Sweet Voice of Joy

Tuesday, January 24, 2012

LOVE ME


But why? But how? How is it that he loves me? How is it that the King, the Creator, the Beautiful and the Mighty Has vowed to love and adore me? How can it be so? And I so dirty. . . I so unlovely. . . I so dark. And Him so pure. . . Him so Fair . . . Him so good . . . How is it so?

Jesus, I do not understand. Jesus, what have You done? It is too much. It is too great thing . . for one so undeserving. Yet even in this You delight. You love me in my weakness.

You love me in my helplessness. You do not ask me to be strong.You do not ask me to first be deserving. For I shall never deserve such a love. It is based not on my deserving. It is based not on my earnings.

All that I could ever do would never be enough. It would never cause my heart to be found worthy. You cause my attempts to be found empty and my striving to end dry.
For never will You love me for them. Your love for me is too rich and to great to be bought at so low a price.

It is a love I could never afford, nor am asked to pay a penny for. It is mine. Freely it is mine. Given as a free gift. What all the kings and princes of the world could not afford, You have handed to my little heart. What love is this, my Jesus, and why do You love me? Oh, why have You cast Your riches and Your wealth to such a soul as mine?

__Short problem a__
Gather every line of the records that contains the string "leaf", treating uppercase and lowercase as different.
The devotional post and the records are independent of each other.

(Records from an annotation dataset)
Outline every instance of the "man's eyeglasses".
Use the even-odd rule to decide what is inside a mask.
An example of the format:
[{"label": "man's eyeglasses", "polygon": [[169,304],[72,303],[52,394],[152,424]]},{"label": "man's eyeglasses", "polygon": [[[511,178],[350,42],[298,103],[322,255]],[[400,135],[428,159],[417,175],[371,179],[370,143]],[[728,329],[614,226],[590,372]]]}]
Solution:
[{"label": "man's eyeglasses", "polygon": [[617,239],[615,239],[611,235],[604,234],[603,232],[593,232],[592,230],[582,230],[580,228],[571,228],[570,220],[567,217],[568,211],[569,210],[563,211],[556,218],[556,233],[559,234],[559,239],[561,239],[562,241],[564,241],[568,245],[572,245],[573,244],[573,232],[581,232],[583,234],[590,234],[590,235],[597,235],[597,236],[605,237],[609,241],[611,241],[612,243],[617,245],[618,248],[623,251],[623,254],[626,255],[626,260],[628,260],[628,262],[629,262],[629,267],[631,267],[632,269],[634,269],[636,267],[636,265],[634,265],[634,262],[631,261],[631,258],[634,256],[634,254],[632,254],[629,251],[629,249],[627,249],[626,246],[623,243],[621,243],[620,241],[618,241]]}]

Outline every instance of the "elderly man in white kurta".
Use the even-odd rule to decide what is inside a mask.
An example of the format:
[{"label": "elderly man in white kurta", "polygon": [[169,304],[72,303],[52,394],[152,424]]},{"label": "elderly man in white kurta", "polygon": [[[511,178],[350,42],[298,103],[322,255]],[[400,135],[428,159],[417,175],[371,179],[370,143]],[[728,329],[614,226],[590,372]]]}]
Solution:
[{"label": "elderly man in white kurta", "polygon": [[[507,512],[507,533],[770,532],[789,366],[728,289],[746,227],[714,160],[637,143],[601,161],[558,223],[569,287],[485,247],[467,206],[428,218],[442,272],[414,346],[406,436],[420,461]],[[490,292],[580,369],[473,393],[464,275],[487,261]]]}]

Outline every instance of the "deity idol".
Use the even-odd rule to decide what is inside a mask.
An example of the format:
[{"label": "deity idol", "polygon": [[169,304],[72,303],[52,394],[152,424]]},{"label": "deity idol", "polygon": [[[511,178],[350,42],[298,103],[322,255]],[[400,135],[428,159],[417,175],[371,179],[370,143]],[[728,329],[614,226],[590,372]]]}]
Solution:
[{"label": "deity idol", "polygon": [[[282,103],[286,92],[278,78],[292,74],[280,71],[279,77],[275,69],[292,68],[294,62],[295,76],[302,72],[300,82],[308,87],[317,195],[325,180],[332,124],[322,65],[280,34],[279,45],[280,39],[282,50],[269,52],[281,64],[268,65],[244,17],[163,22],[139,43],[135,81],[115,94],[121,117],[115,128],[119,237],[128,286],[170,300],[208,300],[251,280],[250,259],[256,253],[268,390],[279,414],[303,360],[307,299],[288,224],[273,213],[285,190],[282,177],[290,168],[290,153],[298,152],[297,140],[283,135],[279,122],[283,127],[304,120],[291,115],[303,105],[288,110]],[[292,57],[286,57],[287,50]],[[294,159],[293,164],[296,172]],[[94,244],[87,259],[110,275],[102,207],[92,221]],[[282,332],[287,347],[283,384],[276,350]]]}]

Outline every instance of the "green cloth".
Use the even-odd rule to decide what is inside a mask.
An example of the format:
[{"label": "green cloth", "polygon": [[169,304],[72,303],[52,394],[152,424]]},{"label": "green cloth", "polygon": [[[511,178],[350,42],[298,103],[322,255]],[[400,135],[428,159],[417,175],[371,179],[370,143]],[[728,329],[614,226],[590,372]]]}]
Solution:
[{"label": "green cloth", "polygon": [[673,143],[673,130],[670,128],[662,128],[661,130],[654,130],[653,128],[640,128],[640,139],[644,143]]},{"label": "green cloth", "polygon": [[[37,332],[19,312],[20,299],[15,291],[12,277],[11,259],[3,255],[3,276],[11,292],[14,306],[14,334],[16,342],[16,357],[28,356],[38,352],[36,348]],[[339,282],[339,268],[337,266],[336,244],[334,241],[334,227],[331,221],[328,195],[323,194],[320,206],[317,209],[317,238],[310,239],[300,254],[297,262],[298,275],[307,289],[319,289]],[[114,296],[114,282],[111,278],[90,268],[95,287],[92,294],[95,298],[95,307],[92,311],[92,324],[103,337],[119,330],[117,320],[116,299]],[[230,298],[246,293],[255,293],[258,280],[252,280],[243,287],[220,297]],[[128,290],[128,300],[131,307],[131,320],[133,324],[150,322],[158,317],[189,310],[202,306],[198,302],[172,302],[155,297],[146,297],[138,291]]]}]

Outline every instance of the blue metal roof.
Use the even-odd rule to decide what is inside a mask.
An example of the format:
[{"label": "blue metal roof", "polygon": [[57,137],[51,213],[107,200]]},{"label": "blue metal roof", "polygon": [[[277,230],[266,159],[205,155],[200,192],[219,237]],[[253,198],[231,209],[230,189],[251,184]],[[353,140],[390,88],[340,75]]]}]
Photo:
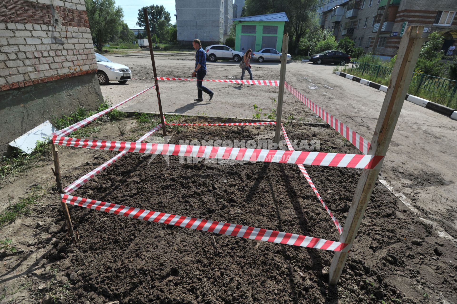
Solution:
[{"label": "blue metal roof", "polygon": [[248,16],[241,18],[234,18],[232,21],[289,21],[286,13],[275,13],[266,15],[259,15],[256,16]]}]

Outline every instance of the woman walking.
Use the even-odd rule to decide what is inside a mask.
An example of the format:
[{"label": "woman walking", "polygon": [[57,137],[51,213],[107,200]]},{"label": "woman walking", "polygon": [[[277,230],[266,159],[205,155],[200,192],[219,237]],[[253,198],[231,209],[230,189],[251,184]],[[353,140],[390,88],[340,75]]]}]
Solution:
[{"label": "woman walking", "polygon": [[[243,78],[244,77],[244,73],[246,70],[247,70],[248,73],[249,73],[249,77],[250,78],[251,80],[252,80],[252,73],[251,73],[251,66],[250,64],[251,53],[252,53],[252,50],[250,48],[243,55],[243,62],[239,65],[240,67],[241,68],[243,71],[241,72],[241,80],[243,80]],[[243,67],[243,66],[244,66],[244,67]],[[243,85],[243,84],[242,83],[241,85]]]}]

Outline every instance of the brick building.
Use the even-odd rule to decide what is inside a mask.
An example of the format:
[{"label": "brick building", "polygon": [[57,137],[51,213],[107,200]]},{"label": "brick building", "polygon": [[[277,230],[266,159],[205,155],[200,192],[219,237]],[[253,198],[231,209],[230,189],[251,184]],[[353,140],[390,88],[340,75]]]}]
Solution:
[{"label": "brick building", "polygon": [[53,116],[102,100],[84,0],[0,1],[0,153]]},{"label": "brick building", "polygon": [[457,0],[390,0],[388,15],[381,17],[388,0],[350,0],[323,12],[321,26],[334,32],[337,40],[349,37],[356,47],[371,51],[379,26],[381,34],[374,53],[388,58],[397,53],[406,27],[424,26],[423,37],[441,32],[443,49],[457,43]]}]

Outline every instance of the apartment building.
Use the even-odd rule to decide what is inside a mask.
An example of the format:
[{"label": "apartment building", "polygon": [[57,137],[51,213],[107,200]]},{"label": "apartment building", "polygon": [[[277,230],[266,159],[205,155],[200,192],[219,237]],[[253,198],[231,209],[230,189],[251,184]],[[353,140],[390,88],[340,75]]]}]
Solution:
[{"label": "apartment building", "polygon": [[[178,42],[198,38],[205,45],[223,43],[233,16],[233,0],[176,0]],[[227,34],[225,34],[225,33]]]},{"label": "apartment building", "polygon": [[424,26],[423,37],[439,32],[443,49],[457,43],[457,0],[390,0],[385,21],[381,21],[388,0],[350,0],[324,11],[321,26],[333,31],[337,40],[350,37],[356,47],[372,50],[379,27],[374,53],[388,59],[397,53],[406,27]]}]

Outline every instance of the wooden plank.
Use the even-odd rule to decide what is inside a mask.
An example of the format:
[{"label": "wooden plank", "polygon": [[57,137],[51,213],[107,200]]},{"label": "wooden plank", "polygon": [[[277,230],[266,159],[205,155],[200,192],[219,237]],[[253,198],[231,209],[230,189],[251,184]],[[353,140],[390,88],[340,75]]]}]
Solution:
[{"label": "wooden plank", "polygon": [[289,36],[285,34],[282,36],[282,47],[281,48],[281,68],[279,75],[279,93],[278,94],[278,107],[276,110],[276,132],[275,142],[279,144],[279,135],[281,133],[281,118],[282,117],[282,101],[284,96],[284,82],[286,80],[286,68],[287,66],[287,51],[289,45]]},{"label": "wooden plank", "polygon": [[[421,38],[423,29],[423,26],[409,27],[406,33],[403,35],[368,155],[386,155],[424,41]],[[382,163],[381,160],[375,169],[364,169],[360,176],[343,228],[343,233],[340,238],[340,242],[351,244],[345,248],[347,251],[352,246],[356,238]],[[335,285],[338,283],[348,254],[347,252],[335,253],[330,267],[329,284]]]}]

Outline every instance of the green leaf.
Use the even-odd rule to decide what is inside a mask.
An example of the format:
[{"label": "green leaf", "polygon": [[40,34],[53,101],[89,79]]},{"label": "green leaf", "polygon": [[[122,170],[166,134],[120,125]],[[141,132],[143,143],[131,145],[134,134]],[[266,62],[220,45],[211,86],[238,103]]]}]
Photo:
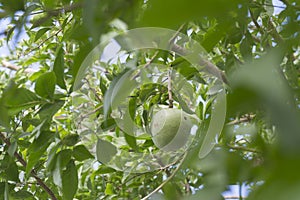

__Short problem b__
Extend the devotional post on Jesus's love, picking up right after its final sentence.

__Final result a__
Outline every instance of the green leaf.
[{"label": "green leaf", "polygon": [[40,34],[53,101],[89,79]]},{"label": "green leaf", "polygon": [[[122,170],[166,134],[120,125]],[[141,132],[143,143],[131,145],[134,134]],[[266,62],[220,45],[211,86],[238,103]]]}]

__Final result b__
If I had the strength I would say, "Please . . . for justice's sake. . . love another." but I cannot say such words. A fool I would be to turn You away. Love me then oh Perfect King. Love the poor and dirty. love the one who cannot earn nor pay. Love the despised and rejected. Love one who can bring You nothing except the tears of a lovesick heart. Love me. For I cannot turn You away. I cannot deny such love. Love me then, my Jesus. As You have vowed, love and adore little me . . .

Dana Candler

Friday, January 20, 2012

Tears




Storms around me.... my heart is pulled from side to side. Small things seem big to my little heart. . . but I fix my eyes on You. Be my strength this night, Jesus. For you are my rock and my strong tower. You are my shelter and my hiding place. If you are for me, who can be against me? There is nothing. Neither death, nor life, nor angels, nor principalities, nor things present, nor things to come, nor powers, nor height, nor depth, nor any other created thing that shall be able to separate me from the love of God, which is in Christ Jesus, our Lord (Romans 8:38. Nothing You have declared my heart Yours. Oh restful thought that my heart belongs to You. If God be jealous for my heart, who can stand in His way.

Jesus. . . one day soon.I will not remember these tears. This night will fade from memory and blend into a hundred other nights so similar. With it will fade the pain in my heart. But you will not forget. You will remember. Every tear has its own story with You. You keep each one in Your bottle. You know every thought and emotion that caused each one. Oh, who is He who loves me so by remembering forever each one of my tears? So tonight, though I cannot even say why I cry so, I offer each tear to You. For the bottle, Jesus. For the book. Keep them. Keep every one. And one day, tell me the story again.

By Dana Candler .....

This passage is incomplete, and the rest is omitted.